Text passage:

────────────────────────────────────────

1893 Boston Beaneaters: 35-5 Summer Stretch Garners Third Straight Flag
This article was written by Dixie Tourangeau
This article was published in 1890s Boston Beaneaters essays
“It was the best of times, it was the worst of times, it was the age of wisdom, it was the age of foolishness …”
Novelist supreme Charles John Dickens was not a sportswriter and died (1870) 23 years before the 1893 Beaneaters season began, but the opening lines of his 1849 famed epic, A Tale of Two Cities, are perfect to describe the situation base ball found itself in by May 1893. Former player and Philadelphia sporting-goods entrepreneur A.J. Reach’s Official Base Ball Guide was on the stands by late March and told of how 1892 had been a disappointment to fans, players, and owners, but that 1893 would likely be better. There would be no competitors to the 12-team National League and the NL schedule was cut back to 132 games from 154. Opening days were in late April, the pitcher’s mound was moved back essentially 5 or 10 feet to facilitate more offense, owners had colluded and cut the largest player salaries (abhorrent to them and investors), and, finally, the split-season champion gimmick of 1892 was abolished. Because of these changes, there was springtime hope.1
Outside of baseball circles appeared the daily newspaper promotional reminders of mankind’s self-backslap of great achievements, in the form of the wondrous Chicago Columbian Exposition, the World’s Fair, within the spectacular 640-acre “White City,” a nineteenth-century Disneyland, which included the first (specially constructed) Ferris wheel as one of many attractions. Baseball would open on April 27, and the fair would commence entertaining the world on May 1. Unfortunately, few saw the national doom of May 4 on the horizon. On that day the National Cordage Company, based in New Jersey but with tentacles all over the East Coast, went into receivership as it neared bankruptcy. NCC manufactured rope and had tried to corner the hemp market.2 Overspending, wild speculation, and other reckless misdeeds by out-of-control businessmen combined to ignite the Panic of 1893, much larger in scope than the disastrous Panic of 1873.
The NCC fiasco followed the “red flag” bankruptcy of the Pennsylvania and Reading Railroad (February 20) due to much the same policies. Even the nation’s gold reserves almost disappeared because of bank runs caused by these developments. The economic catastrophe brought about became national as eventually 500 banks closed, 15,000 businesses collapsed, and unemployment soared to 20 percent by the summer. Within a week’s time, what should have been a pleasant start to the baseball campaign instead found the sport merely hoping to survive a huge problem it had no part in creating. Hindsight analysis of the Panic explains that it took nearly four years for things to crawl back to normal thanks in part to clever financier J.P. Morgan, who loaned the government millions to help restore order. The daily life atmosphere was treacherous, but it didn’t stop the World’s Fair crowds or enthusiasm for baseball.

────────────────────────────────────────

Record list:

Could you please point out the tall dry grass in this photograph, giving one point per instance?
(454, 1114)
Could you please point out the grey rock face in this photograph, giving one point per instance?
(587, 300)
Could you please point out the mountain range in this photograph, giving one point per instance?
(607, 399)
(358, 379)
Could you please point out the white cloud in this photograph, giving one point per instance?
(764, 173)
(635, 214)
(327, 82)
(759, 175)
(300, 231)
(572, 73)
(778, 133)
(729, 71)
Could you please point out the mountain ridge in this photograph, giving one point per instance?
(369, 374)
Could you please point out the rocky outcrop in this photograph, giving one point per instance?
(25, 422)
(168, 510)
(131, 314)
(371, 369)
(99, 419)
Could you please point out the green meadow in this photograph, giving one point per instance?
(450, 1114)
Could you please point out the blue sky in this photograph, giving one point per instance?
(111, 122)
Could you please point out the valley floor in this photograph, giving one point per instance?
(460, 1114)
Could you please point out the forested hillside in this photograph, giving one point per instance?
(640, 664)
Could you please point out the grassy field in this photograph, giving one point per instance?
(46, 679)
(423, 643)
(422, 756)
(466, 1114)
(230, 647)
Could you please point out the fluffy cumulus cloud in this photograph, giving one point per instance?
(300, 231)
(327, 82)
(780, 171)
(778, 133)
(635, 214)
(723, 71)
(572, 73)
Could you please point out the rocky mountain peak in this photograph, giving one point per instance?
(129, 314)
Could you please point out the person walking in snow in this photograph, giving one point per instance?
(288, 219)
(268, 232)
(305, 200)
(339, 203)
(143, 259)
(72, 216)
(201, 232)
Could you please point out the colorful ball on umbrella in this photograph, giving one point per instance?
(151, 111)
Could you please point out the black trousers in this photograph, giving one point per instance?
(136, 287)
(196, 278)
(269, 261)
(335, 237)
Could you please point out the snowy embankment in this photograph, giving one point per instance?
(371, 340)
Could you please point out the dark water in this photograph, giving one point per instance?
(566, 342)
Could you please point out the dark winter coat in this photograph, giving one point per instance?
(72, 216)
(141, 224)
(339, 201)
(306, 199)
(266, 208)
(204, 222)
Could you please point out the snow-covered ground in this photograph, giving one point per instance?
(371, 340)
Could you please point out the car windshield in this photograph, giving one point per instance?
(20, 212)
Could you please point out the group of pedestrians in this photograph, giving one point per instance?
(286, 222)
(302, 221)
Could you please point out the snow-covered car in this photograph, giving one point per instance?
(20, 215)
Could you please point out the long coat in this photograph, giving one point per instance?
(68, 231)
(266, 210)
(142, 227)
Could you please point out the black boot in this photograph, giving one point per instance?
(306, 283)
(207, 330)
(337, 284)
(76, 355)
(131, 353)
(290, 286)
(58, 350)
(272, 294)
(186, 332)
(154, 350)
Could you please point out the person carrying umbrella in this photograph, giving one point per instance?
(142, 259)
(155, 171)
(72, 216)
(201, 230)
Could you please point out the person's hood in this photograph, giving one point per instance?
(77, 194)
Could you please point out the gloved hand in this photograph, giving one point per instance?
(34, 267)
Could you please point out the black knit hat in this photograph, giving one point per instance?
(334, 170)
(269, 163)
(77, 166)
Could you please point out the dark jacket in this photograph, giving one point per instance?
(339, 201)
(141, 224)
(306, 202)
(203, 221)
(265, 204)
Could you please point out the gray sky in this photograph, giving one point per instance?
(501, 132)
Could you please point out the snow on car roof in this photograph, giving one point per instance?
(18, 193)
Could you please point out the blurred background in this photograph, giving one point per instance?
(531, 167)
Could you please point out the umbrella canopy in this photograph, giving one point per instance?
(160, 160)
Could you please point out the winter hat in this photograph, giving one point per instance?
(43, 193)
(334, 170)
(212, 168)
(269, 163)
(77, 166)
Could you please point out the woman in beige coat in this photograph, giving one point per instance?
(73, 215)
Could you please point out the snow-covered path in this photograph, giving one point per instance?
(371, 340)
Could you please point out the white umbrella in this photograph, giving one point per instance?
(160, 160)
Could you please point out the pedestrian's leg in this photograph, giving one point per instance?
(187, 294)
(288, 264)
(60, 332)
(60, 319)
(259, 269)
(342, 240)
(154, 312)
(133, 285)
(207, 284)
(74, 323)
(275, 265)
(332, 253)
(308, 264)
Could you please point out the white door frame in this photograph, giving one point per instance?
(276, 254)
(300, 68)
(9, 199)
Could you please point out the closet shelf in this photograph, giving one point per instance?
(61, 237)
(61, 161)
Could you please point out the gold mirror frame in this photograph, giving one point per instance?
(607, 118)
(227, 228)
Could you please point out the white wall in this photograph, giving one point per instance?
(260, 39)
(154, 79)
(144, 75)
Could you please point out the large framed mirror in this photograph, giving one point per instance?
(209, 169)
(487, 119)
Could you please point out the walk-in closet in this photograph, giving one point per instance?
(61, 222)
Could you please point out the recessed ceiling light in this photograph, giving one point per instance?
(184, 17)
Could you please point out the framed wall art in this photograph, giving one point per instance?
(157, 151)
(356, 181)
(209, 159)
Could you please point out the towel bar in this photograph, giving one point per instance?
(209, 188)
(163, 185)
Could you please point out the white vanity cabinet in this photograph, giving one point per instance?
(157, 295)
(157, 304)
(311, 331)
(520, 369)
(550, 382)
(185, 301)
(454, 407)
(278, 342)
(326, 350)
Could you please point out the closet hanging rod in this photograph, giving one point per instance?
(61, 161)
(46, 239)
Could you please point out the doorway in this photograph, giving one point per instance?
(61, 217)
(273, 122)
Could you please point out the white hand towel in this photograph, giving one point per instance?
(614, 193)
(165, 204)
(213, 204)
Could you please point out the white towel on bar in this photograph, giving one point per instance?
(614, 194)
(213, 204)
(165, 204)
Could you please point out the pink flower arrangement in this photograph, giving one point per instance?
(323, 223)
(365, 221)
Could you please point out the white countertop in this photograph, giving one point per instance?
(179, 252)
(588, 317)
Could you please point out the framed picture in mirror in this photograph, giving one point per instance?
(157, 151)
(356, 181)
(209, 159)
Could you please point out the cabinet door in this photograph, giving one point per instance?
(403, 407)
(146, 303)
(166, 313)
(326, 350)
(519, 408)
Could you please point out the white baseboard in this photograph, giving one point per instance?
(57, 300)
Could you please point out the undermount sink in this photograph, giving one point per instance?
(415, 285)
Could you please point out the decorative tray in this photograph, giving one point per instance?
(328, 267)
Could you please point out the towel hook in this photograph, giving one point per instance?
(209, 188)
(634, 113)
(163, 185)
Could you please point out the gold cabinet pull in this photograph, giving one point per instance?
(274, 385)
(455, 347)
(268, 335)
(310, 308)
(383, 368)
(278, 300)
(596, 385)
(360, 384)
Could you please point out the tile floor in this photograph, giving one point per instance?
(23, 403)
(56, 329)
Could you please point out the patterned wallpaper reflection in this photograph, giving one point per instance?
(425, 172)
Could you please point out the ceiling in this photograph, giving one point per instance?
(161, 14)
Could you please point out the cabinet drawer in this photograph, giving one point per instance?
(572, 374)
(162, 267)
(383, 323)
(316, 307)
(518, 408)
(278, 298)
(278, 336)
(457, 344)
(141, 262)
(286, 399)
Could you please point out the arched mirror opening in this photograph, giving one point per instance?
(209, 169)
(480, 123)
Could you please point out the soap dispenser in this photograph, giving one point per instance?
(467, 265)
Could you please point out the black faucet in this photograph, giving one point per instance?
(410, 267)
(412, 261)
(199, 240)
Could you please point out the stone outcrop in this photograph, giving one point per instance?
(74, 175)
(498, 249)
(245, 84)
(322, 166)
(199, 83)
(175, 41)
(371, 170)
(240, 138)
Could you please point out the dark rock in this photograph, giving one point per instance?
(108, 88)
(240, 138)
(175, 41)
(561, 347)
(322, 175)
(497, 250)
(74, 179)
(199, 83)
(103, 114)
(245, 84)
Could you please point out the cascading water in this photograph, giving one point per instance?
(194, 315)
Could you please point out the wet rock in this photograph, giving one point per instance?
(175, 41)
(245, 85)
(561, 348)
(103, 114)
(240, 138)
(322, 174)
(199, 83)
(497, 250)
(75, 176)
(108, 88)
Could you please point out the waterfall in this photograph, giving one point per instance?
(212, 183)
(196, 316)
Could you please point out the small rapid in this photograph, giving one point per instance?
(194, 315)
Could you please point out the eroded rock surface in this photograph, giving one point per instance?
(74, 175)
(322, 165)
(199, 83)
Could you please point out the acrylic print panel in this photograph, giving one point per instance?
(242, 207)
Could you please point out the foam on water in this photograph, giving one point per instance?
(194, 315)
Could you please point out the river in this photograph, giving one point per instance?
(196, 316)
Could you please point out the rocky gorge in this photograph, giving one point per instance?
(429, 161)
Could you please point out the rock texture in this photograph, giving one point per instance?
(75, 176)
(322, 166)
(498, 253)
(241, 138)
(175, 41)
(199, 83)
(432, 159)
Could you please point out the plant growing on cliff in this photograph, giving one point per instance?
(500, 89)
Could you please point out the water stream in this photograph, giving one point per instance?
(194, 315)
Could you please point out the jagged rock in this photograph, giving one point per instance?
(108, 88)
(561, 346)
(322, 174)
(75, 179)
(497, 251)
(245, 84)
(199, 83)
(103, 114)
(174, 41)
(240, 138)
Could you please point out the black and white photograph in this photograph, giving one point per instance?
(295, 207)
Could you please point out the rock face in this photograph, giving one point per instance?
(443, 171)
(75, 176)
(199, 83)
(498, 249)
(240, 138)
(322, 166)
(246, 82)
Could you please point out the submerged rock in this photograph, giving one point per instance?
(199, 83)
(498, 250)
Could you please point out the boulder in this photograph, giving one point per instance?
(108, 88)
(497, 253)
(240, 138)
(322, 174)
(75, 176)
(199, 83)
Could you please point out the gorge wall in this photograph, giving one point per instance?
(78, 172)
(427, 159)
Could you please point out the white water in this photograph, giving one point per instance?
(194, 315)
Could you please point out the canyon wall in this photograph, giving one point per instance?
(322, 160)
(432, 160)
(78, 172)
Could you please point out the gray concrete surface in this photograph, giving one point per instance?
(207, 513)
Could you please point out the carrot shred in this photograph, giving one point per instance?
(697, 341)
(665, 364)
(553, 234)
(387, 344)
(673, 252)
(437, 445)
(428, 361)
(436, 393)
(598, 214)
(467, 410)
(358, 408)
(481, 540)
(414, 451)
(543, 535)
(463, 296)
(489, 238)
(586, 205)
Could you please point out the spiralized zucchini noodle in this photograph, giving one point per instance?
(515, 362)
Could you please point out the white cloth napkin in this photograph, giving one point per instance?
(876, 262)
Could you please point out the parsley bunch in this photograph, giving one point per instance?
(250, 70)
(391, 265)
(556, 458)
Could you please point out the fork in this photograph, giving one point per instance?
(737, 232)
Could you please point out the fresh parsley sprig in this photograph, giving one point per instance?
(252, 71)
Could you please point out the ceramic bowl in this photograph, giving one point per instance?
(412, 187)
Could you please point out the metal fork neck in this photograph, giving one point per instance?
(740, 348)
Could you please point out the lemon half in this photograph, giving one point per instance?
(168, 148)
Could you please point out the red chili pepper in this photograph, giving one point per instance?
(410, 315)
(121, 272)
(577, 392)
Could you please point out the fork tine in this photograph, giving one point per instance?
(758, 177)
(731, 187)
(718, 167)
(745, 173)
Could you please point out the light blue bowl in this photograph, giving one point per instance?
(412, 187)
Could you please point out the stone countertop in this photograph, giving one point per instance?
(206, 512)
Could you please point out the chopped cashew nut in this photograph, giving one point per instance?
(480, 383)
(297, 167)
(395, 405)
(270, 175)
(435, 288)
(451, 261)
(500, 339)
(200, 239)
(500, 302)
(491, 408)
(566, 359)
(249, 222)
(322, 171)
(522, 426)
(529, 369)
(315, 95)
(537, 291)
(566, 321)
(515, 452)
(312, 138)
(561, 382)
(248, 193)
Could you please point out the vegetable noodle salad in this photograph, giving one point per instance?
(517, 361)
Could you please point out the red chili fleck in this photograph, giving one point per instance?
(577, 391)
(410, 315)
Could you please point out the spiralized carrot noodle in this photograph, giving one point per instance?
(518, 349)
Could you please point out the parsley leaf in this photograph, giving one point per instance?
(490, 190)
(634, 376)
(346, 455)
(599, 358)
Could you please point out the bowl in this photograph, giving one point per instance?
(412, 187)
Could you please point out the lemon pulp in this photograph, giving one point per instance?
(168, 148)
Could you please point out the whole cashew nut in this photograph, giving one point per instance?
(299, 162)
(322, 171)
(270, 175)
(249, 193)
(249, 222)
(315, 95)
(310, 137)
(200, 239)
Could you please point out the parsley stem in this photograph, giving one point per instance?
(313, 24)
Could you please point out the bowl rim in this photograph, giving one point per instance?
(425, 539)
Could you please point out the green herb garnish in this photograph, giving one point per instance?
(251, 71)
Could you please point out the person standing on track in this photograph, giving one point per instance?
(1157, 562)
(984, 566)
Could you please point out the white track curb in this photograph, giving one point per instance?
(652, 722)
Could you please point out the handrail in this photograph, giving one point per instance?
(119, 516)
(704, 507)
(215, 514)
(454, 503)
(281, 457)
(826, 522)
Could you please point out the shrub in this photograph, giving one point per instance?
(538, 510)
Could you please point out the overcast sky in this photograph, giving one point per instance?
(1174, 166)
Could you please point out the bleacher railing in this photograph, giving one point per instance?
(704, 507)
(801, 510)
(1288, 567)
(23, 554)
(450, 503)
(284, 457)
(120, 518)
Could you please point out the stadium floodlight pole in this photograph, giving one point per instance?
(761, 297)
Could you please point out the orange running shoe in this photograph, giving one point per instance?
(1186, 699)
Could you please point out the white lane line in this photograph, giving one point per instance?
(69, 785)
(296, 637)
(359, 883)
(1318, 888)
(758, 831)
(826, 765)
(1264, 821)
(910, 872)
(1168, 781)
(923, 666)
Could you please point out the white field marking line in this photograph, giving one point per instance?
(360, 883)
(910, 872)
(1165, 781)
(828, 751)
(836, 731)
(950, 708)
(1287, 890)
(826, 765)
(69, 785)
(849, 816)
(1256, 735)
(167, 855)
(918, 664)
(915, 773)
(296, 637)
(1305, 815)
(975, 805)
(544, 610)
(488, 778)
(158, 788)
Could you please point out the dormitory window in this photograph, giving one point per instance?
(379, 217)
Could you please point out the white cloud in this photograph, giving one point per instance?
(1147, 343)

────────────────────────────────────────

Written exercise 1:
List every change to the 1893 baseball season that the article on the 1893 Boston Beaneaters names.
Written exercise 2:
In the article on the 1893 Boston Beaneaters, what had the National Cordage Company tried to corner?

Response 1:
- There would be no competitors to the 12-team National League.
- The schedule was cut back to 132 games from 154.
- Opening days were in late April.
- The pitcher's mound was moved back essentially 5 or 10 feet.
- Owners cut the largest player salaries.
- The split-season champion gimmick of 1892 was abolished.

Response 2:
The hemp market.